Dabei gibt es so viel „Bundeskanzler“ medial wie noch nie zuvor – nur halt auf vielen verschiedenen Kanälen. Kein Tag vergeht, an dem nicht irgendwo ein Kern-Interview oder -Statement auftaucht – exklusiv vermarktet, versteht sich, und wahrscheinlich sogar in den bzw. über die meisten Medien, deren Vertreter sich gleichzeitig über die Absage des Pressefoyers mokieren.
Dabei täte den politisch Handelnden etwas mediale Zurückhaltung gut. Denn man bekommt vielfach den Eindruck, dass das politische Handeln aufgrund vieler Medientermine eher zu kurz kommt.
Sich über etwas Gedanken zu machen, sich über Probleme oder gesellschaftliche Schieflagen den Kopf zu zerbrechen, ferner Entscheidungen argumentativ vorzubereiten und sie vor allem dann auch, möglichst rasch, zu treffen, benötigt zum einen genügend Zeit. Zum anderen sind viele Interviews gespickt mit Ankündigungen und Absichtserklärungen, die dann nicht eingehalten werden, für Unzufriedenheit sorgen und Politikern später – nichts ist so grausam wie das Archiv – empört vorgehalten werden.

* Zeilen *
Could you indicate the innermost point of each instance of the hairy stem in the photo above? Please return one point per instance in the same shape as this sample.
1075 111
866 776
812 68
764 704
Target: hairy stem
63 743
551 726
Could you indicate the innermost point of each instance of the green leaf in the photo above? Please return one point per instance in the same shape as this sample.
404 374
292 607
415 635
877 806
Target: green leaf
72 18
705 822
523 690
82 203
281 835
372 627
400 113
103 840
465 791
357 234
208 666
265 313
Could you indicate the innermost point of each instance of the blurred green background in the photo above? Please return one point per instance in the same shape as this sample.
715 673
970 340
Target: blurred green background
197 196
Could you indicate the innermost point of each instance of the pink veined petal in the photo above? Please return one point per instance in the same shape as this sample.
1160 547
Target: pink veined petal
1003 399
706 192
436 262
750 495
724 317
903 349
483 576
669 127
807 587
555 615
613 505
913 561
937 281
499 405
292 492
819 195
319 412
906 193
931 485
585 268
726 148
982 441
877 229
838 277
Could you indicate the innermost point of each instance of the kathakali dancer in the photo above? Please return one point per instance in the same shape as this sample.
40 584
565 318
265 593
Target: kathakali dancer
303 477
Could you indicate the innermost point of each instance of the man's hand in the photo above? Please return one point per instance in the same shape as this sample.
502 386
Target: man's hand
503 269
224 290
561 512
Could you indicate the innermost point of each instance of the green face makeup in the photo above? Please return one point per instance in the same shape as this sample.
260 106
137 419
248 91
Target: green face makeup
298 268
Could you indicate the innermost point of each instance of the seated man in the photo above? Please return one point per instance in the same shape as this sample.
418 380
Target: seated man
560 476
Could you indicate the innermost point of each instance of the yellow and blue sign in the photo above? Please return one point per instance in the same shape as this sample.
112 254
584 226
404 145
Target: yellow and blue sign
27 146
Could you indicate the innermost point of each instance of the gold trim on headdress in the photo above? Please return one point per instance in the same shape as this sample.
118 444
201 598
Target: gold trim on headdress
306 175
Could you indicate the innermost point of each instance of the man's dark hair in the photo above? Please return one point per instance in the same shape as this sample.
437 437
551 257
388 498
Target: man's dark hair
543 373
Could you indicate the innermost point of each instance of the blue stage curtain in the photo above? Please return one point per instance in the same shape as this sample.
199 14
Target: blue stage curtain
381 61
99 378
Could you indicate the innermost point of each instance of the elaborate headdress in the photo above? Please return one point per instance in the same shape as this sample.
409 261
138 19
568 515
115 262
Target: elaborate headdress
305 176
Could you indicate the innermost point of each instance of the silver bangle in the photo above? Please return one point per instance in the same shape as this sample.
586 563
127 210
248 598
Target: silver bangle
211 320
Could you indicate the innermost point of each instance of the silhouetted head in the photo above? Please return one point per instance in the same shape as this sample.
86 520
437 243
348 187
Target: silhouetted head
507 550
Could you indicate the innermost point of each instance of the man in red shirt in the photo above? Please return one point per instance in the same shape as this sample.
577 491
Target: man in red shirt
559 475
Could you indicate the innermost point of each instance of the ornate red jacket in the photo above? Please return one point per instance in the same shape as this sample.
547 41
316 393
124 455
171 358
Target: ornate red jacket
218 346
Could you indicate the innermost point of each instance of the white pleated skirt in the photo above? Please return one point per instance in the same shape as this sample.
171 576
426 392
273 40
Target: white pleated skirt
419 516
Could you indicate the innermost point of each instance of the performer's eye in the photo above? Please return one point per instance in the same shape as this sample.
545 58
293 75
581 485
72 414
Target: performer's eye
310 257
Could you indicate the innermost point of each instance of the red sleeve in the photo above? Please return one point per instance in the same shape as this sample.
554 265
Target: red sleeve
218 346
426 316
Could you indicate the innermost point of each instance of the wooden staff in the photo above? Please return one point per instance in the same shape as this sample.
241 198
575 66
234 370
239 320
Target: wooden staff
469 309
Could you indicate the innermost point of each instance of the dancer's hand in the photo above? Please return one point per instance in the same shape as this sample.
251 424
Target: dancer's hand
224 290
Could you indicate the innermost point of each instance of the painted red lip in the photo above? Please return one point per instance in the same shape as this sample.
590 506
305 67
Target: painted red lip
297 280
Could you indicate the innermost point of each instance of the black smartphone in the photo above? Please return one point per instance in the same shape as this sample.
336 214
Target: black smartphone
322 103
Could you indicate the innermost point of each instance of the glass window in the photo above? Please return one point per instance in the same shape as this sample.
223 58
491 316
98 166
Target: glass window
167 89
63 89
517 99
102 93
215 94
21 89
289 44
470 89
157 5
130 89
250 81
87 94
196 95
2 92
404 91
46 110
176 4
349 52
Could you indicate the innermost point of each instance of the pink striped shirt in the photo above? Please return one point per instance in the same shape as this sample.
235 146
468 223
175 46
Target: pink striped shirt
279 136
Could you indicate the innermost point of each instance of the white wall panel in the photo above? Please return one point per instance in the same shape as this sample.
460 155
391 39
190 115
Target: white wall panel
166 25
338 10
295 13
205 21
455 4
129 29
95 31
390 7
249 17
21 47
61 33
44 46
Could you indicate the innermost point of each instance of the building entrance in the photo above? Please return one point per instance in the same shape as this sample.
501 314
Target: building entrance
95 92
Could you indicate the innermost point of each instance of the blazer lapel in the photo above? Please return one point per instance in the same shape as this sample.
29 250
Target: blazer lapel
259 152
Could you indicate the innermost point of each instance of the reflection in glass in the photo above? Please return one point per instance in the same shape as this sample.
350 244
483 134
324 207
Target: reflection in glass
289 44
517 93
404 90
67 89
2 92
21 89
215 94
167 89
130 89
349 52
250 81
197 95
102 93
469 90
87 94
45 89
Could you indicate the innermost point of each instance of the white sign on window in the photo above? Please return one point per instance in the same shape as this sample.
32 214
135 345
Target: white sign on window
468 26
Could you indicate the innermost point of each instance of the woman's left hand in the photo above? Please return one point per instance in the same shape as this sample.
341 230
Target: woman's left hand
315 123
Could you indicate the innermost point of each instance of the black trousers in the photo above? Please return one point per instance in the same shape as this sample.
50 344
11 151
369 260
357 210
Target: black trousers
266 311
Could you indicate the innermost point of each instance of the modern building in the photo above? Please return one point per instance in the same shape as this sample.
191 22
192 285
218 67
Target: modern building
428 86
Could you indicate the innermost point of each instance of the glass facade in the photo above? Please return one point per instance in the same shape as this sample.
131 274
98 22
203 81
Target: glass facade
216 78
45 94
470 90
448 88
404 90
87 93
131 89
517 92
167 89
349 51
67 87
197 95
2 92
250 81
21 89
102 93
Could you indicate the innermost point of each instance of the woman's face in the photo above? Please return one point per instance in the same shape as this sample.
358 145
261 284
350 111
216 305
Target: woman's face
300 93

* Zu erledigen *
Welche Tätigkeiten benötigen laut dem Seitentext genügend Zeit? Führe alle auf.

* Erledigte Aufgabe *
- sich über etwas Gedanken machen
- sich über Probleme oder gesellschaftliche Schieflagen den Kopf zerbrechen
- Entscheidungen argumentativ vorbereiten
- Entscheidungen möglichst rasch treffen